WHAT YOU NEED TO DO.
Count how many lines of the listing below contain the string "door", treating uppercase and lowercase as different. Reply with the number alone.
[Start DATA IN THIS EXERCISE]
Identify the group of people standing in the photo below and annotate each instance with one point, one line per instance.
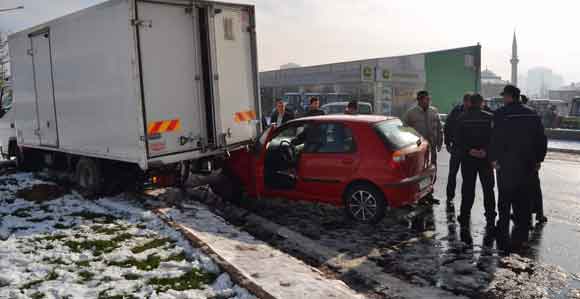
[End DATA IN THIS EXERCISE]
[Start DATA IN THIS EXERCISE]
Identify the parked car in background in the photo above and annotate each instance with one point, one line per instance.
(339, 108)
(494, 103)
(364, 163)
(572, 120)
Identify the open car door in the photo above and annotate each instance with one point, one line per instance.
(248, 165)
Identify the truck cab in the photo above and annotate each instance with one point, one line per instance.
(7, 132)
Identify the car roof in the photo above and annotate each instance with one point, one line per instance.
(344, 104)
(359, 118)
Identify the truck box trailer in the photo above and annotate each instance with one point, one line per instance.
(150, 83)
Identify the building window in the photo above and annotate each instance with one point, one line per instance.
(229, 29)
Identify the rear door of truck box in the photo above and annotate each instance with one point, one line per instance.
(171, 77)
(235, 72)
[End DATA IN THIS EXERCISE]
OUTPUT OF THE EXERCISE.
2